• _Exercise_
Please reproduce the part of the lines below that opens with the line containing "instance of the eye" and runs through the end of the lines, both ends included.

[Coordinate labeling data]
** start **
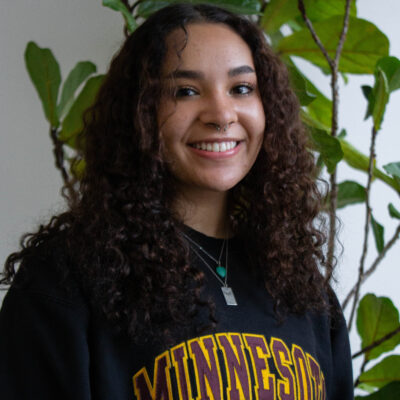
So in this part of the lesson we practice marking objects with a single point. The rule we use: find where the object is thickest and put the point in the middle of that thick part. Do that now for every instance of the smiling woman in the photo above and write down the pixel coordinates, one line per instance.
(189, 266)
(211, 119)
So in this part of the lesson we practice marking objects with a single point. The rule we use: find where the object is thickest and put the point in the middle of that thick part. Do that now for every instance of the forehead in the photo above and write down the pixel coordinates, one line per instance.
(206, 45)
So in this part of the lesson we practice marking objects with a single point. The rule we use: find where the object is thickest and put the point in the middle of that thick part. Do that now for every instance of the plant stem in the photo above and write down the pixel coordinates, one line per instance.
(334, 66)
(376, 343)
(59, 155)
(374, 265)
(310, 27)
(372, 156)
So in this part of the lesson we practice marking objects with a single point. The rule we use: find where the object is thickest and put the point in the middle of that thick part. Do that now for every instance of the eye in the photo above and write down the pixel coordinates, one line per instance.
(243, 89)
(185, 92)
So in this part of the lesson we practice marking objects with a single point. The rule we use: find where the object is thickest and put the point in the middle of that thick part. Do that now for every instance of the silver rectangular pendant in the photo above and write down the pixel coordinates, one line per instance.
(229, 296)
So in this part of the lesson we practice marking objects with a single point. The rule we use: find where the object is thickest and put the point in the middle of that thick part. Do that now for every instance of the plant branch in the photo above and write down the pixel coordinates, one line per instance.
(343, 34)
(59, 155)
(374, 265)
(334, 66)
(316, 38)
(376, 343)
(372, 156)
** end **
• _Answer for the task_
So in this part of the lesson we practice marking objects with a single point. The rule we use: find where the object is thickest and put the point in the middle of that thick part. Do that now for every instance of the eye in the photo above and write down the pixel coordinates, one line per instance.
(243, 89)
(185, 92)
So in this part of the lesson we practice marking objects with a single point. The rule we use: find where the object is thickest and put the point in the middle of that thick part. Do that now for every instance of the silver rectangular pendant in the photo above and write down the pixel coordinates, one line per instance.
(229, 296)
So in this part of the lesson we practice marking objects with a single point. The rule we use: find where the object is thickest and put the point in the middle of that thick part. Do that now for every instance of the plant branch in the photo above and write down the pixel coordinates, one line per instance.
(343, 34)
(59, 155)
(374, 265)
(334, 66)
(316, 38)
(376, 343)
(372, 156)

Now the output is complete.